----- Selected text -----
My students could identify the NDA’s component parts and how they were constructed, as well as the drafter’s intent and how it could be (and ultimately was) frustrated. They wondered at the drafter’s various bad word choices, repetitions, and formatting decisions. Each provision held an Easter egg for the discerning student to discover or a laugh line seemingly borrowed from SNL. Most strikingly, the contract begins on Page 0 and includes, in its all-cap title, the typo “NON-DISPARAGMENT [sic] AGREEMENT.” One student sheepishly remarked to me after class that she worried about joining a profession that could have produced such an abomination of composition.

The Stormy Daniels NDA also inspired discussion of the NDA as a species of contract. Is it per se immoral, and should it be illegal, to buy someone’s silence with an enforceable agreement? Here, the students’ neophyte status, and perhaps their lack of confidence, required me to push them. “Shouldn’t a company be able to keep its trade secrets confidential and require its employees to maintain that confidence,” I asked. “And of course,” I continued, “an intelligence agency could, and indeed should, require its employees to sign away their First Amendment right to speak of their classified work after they leave the agency.” So why couldn’t anyone, with sufficient knowledge and a reasonable amount of bargaining power, bargain away their right to future speech, as well as their right to litigate in court about their right to speak?

The issues surrounding NDAs aren’t merely theoretical for academics and counsel. NDAs are now intimately related to our politics, as well as to larger questions of human relations and rights. By hiding public harms and widespread private ones, NDAs create public costs notwithstanding their seemingly private nature. The sexual abuse and harassment which the #MeToo movement had disclosed, for example, had been protected in many instances by NDAs.

The Stormy Daniels NDA, along with the many other Trump NDAs that have been revealed, thus represent merely the large, intensely radioactive tip of a proverbial iceberg. Hillary Clinton’s 2016 presidential reportedly used them (though required them of fewer staffers); earlier in the decade, NDAs that silenced victims of the Catholic Church’s sexual abuse scandal and presidential hopeful Herman Cain became public. But Trump’s NDAs appear to be unprecedented for a public figure and elected official. The President and his various legal entities, partners, and supporters (including Fox News), have required employees and others to sign NDAs in order to protect President Trump from exposure, expanding the universe of promises well beyond those with whom the President has allegedly had an isolated or occasional dalliance. The contracts impose silence on those who have held a range of professional and personal relationships with the President, and cover a wide range of issues of a political as well as of a personal and prurient nature. Trump has sought to use NDAs signed with the private presidential campaign against former campaign employees about work performed while they were employed by the federal government.
----- Given records -----
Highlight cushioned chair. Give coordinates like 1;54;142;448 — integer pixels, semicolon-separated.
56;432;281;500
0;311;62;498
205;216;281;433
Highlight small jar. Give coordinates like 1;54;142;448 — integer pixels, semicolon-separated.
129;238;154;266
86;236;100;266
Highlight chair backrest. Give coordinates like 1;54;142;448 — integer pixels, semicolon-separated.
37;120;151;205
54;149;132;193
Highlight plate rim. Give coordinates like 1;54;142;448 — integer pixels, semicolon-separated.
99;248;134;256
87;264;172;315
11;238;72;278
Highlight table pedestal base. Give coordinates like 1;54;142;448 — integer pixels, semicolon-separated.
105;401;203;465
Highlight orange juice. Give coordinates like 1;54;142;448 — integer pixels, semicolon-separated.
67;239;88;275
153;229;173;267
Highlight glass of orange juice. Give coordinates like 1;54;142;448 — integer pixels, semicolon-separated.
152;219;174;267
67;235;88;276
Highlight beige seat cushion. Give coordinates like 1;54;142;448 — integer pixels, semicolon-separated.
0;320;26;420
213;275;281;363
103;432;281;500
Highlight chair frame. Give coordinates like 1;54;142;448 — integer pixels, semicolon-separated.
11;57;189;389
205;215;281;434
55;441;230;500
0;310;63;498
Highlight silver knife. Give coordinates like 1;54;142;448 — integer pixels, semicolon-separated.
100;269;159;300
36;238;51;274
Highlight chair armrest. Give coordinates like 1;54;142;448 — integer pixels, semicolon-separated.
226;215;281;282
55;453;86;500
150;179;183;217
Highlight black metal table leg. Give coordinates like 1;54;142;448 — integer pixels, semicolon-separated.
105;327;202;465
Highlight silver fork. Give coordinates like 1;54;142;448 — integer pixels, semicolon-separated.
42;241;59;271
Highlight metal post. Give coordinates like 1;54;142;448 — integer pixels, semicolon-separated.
-----
- **Task set**
(1) Decide whether each statement agrees with the NDA passage, answering yes or no and quoting the words that settle it: (a) The contract begins on Page 1. (b) Fox News is named among the supporters who have required others to sign NDAs. (c) The students needed no prompting to debate whether NDAs are immoral.
(2) Repeat the NDA passage word for word from "My students could" to "abomination of composition.".
The records stand apart from the NDA passage.

- **Results by task**
(1)
(a) No: "the contract begins on Page 0"
(b) Yes: "The President and his various legal entities, partners, and supporters (including Fox News), have required employees and others to sign NDAs"
(c) No: "the students’ neophyte status, and perhaps their lack of confidence, required me to push them"

(2)
My students could identify the NDA’s component parts and how they were constructed, as well as the drafter’s intent and how it could be (and ultimately was) frustrated. They wondered at the drafter’s various bad word choices, repetitions, and formatting decisions. Each provision held an Easter egg for the discerning student to discover or a laugh line seemingly borrowed from SNL. Most strikingly, the contract begins on Page 0 and includes, in its all-cap title, the typo “NON-DISPARAGMENT [sic] AGREEMENT.” One student sheepishly remarked to me after class that she worried about joining a profession that could have produced such an abomination of composition.